Top of Dataset records

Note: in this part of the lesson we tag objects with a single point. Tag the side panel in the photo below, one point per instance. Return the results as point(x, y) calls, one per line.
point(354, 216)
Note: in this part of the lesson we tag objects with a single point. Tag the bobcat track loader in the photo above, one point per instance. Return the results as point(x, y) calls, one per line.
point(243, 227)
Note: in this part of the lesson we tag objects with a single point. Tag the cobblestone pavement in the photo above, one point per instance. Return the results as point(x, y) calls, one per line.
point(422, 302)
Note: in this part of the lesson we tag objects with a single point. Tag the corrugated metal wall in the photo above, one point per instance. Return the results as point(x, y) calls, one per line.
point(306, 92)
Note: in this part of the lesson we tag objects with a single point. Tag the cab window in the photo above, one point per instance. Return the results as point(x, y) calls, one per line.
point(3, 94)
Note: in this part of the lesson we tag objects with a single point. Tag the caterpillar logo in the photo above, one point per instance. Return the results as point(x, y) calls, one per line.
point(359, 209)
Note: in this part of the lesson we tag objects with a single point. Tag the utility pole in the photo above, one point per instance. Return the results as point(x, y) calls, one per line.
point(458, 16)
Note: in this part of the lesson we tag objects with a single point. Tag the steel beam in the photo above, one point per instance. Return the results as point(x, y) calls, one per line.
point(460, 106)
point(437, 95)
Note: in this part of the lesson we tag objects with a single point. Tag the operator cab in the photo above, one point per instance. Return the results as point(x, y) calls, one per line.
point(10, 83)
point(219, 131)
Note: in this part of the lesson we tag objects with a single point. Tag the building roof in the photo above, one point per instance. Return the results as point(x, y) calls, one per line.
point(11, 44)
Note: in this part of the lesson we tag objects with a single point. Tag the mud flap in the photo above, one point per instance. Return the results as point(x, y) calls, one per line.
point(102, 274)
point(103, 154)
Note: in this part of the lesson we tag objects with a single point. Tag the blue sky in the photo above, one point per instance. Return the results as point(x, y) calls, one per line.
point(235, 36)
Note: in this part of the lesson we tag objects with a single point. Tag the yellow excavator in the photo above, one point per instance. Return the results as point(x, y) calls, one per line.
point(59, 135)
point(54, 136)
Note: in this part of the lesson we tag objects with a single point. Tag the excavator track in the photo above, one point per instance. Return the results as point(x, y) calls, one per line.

Bottom of Dataset records

### Task directions
Each entry above has to be transcribed exactly as it appears.

### Output of the exercise
Note: in this part of the lesson we tag objects with a single point. Tag the side panel in the photo below, one point per instance. Return the results as point(x, y) calls, one per line.
point(354, 216)
Note: in this part of the lesson we tag objects with a single point. Tag the bobcat track loader in the photo above, one point per instance. Return the results as point(x, y) calls, one per line.
point(243, 227)
Note: in this part of the lesson we tag objects with a single point. Tag the cobblestone pavement in the photo above, one point per instance. Return the results as point(x, y) calls, one per line.
point(422, 302)
Note: in this part of the lesson we tag objects with a single point. Tag the corrugated metal wall in the photo above, one point per instance. Return the results as point(x, y) calls, one per line.
point(306, 92)
Note: in this part of the lesson we tag objects with a single point. Tag the cab window in the photo above, one point per instance. Return the results as point(x, y) calls, one per line.
point(3, 94)
Note: in this part of the lesson we tag objects with a single point. Tag the caterpillar logo in the photo above, one point per instance. Return the results as point(x, y) calls, one per line.
point(359, 209)
Note: in this part of the lesson we tag objects with a single point. Tag the utility pole in the photo above, one point per instance. Return the results as point(x, y) calls, one per line.
point(458, 16)
Note: in this part of the lesson we tag objects with a single point. Tag the steel beam in the photo above, one point per instance. Return the results as point(x, y) calls, one per line.
point(460, 106)
point(437, 95)
Note: in this part of the lesson we tag objects with a single point. Tag the operator cab in the photo above, one point per instance. Return the results as point(x, y) calls, one per line.
point(10, 83)
point(219, 131)
Note: in this part of the lesson we tag objects with a single point. Tag the building roof in the photo above, one point per instance. Return the results as point(x, y) calls, one per line.
point(11, 44)
Note: in this part of the lesson we tag objects with a single point. Tag the mud flap in the photo above, one point per instance. Return the results as point(x, y) calls, one per line.
point(102, 274)
point(103, 154)
Note: in this part of the lesson we tag objects with a single point. Tag the blue sky in the photo above, one point per instance. Return the results as point(x, y) calls, one per line.
point(235, 36)
Note: in this part of the lesson we tag objects with a single point. Tag the yellow excavator in the photo above, one point per instance. Return the results as point(x, y) calls, one per line.
point(59, 135)
point(54, 136)
Note: in this part of the lesson we tag objects with a single point. Tag the excavator track in the photo above, one point per instance. Return the results as point(x, y) calls, one per line.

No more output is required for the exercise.